— BEGIN Text excerpt —

Sadly, a total of 18 distinctive mature horse chestnut trees have been declining for a number of years now. They are suffering from canker, fungal brackets and other defects, and inspections have found they are a risk to public safety. Four have been felled previously for the same reason.
Work to fell the remaining horse chestnuts is set to begin on February 17th. They will be replaced with sweet chestnuts, a large, robust species known to be resilient to the issues that affected these trees, and for their tolerance in urban environments. They will grow up to 20 metres tall when fully mature and – importantly – the canopy cover created by the replacement trees will be equivalent to that of the trees they will replace.
Depending on the condition of the felled horse chestnut trees, some of the wood may be recyclable with a view using it for artwork or seating in other parks and open spaces across Reading.
Chestnut Walk does not currently have any pedestrian lighting. As part of the wider Council improvement scheme, new lighting will also be installed, as well as a CCTV camera to improve security along what is already a popular direct route into the town centre. Use of the route is expected to increase as new housing developments are built in the area. Improvement work will also take place to re-tarmac the surface.

— END Text excerpt —

_Tasks for this exercise:_
**1)** In the Chestnut Walk notice, on what date is work to fell the remaining horse chestnut trees set to begin?
**2)** Reproduce the Chestnut Walk notice from "Work to fell" to "they will replace.".

— BEGIN Data excerpts —

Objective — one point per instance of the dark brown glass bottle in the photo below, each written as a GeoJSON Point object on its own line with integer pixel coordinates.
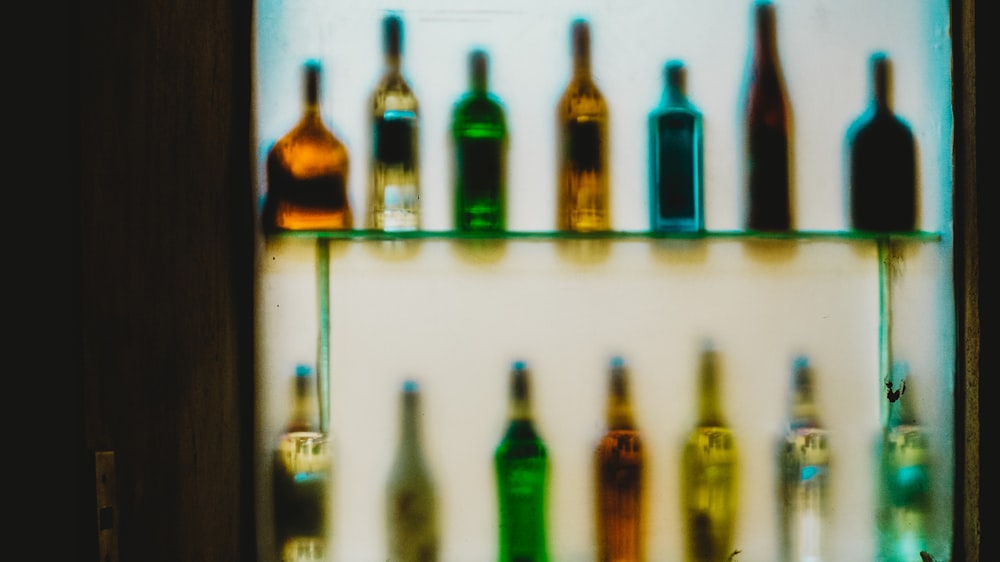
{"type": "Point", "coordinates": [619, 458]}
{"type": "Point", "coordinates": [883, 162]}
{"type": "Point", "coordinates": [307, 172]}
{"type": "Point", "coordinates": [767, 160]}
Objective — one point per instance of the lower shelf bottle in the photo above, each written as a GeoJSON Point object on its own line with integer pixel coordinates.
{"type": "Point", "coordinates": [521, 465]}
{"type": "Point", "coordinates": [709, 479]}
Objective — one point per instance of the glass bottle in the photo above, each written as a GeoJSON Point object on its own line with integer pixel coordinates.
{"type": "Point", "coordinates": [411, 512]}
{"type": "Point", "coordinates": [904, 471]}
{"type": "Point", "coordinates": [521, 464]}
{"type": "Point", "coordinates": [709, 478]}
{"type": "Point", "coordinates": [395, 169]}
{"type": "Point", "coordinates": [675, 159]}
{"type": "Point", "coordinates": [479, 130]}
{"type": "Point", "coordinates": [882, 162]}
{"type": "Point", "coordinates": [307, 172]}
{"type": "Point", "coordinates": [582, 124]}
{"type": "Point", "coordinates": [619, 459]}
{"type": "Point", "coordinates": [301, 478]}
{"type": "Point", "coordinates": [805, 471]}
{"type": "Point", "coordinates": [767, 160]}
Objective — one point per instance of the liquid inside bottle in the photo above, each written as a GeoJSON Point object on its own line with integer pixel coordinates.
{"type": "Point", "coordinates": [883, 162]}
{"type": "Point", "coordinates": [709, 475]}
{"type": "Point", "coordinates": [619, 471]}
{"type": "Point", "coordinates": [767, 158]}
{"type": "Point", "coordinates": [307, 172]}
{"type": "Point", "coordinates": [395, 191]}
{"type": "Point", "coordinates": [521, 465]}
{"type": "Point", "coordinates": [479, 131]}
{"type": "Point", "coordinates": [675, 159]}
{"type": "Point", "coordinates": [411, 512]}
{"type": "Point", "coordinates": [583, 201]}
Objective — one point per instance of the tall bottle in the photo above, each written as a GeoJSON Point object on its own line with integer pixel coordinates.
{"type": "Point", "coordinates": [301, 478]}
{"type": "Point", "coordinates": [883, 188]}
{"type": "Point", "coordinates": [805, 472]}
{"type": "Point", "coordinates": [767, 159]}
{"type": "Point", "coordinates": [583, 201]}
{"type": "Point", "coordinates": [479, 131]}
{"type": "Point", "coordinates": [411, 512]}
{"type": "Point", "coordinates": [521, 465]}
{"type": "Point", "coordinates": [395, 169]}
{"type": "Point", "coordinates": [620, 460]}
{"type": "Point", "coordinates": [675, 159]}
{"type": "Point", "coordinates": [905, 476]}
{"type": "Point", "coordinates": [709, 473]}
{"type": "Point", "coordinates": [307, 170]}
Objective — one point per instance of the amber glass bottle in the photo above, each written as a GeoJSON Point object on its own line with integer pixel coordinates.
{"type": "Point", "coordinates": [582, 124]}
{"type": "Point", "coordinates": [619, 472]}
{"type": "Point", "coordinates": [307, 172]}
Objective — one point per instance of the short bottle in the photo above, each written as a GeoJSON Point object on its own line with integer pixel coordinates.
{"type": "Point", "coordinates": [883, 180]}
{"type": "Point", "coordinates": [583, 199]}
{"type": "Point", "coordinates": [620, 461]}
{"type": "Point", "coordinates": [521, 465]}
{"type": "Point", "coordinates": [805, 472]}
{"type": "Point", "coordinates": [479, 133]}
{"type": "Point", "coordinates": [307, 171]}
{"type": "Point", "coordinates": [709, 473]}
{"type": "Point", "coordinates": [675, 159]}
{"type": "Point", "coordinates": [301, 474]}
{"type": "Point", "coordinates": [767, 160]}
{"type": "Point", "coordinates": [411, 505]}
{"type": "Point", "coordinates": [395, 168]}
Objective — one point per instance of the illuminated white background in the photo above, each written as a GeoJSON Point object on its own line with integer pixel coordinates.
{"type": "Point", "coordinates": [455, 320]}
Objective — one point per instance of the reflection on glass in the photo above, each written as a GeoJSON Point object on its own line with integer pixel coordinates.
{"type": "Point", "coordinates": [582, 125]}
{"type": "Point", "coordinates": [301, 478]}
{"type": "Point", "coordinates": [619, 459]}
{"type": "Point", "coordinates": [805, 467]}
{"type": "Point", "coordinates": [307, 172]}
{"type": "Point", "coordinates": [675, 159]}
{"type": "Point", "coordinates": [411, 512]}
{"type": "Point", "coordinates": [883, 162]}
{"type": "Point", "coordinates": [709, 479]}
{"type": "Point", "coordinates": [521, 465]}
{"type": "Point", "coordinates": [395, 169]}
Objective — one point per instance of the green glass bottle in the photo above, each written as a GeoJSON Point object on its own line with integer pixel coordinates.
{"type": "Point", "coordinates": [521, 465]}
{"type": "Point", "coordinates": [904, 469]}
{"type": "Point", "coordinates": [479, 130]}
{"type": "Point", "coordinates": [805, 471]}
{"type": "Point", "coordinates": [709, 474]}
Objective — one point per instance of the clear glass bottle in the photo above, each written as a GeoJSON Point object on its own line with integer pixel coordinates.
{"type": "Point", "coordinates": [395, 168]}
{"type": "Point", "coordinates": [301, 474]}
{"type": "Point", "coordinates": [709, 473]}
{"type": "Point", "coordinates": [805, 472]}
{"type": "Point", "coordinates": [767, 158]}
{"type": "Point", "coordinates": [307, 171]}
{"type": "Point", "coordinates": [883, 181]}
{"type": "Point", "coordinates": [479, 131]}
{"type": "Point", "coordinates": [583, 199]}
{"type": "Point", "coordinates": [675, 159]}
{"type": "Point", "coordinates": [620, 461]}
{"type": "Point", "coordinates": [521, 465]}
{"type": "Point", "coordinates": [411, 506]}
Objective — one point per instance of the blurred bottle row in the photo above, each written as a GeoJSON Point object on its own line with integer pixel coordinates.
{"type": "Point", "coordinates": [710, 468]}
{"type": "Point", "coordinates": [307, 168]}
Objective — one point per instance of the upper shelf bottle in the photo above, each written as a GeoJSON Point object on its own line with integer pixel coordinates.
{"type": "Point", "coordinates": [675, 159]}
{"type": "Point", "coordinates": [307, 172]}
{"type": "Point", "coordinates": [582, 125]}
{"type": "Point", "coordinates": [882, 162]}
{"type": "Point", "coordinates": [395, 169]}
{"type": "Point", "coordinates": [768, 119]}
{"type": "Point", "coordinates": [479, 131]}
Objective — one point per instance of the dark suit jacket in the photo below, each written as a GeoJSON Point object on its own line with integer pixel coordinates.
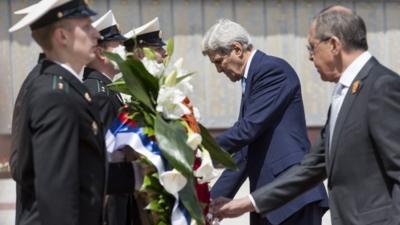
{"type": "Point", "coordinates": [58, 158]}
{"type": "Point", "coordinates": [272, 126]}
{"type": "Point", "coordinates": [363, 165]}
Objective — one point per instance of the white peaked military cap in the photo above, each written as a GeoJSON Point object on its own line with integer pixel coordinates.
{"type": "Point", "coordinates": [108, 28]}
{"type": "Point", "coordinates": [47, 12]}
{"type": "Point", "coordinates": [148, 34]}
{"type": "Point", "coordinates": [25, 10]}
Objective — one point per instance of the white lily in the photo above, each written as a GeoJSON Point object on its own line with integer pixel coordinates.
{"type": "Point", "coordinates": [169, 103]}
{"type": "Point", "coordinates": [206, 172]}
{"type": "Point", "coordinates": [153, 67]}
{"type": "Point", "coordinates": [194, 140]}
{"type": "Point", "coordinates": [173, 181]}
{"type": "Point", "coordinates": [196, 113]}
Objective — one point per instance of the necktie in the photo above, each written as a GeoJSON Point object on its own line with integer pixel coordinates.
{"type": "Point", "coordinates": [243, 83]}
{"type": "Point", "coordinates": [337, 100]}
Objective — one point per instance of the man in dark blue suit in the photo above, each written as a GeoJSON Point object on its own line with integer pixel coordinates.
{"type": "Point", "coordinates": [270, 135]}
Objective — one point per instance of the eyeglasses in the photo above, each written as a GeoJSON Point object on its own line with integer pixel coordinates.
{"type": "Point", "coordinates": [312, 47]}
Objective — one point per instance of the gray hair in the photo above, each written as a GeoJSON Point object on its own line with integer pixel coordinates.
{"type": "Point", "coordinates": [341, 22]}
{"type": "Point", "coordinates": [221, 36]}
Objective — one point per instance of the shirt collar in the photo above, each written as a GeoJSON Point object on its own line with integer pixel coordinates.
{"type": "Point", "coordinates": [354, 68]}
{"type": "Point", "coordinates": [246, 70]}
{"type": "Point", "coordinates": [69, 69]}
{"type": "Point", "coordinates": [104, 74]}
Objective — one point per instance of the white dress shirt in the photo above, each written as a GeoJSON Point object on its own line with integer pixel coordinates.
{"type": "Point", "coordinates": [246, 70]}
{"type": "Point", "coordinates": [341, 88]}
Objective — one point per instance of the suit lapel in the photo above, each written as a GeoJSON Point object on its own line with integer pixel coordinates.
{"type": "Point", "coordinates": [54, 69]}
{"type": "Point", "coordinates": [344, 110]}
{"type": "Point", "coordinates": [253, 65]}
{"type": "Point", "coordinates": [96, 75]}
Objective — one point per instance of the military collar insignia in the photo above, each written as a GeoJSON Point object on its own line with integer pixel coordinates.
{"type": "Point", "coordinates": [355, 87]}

— END Data excerpts —

_Answers per task:_
**1)** February 17th

**2)**
Work to fell the remaining horse chestnuts is set to begin on February 17th. They will be replaced with sweet chestnuts, a large, robust species known to be resilient to the issues that affected these trees, and for their tolerance in urban environments. They will grow up to 20 metres tall when fully mature and – importantly – the canopy cover created by the replacement trees will be equivalent to that of the trees they will replace.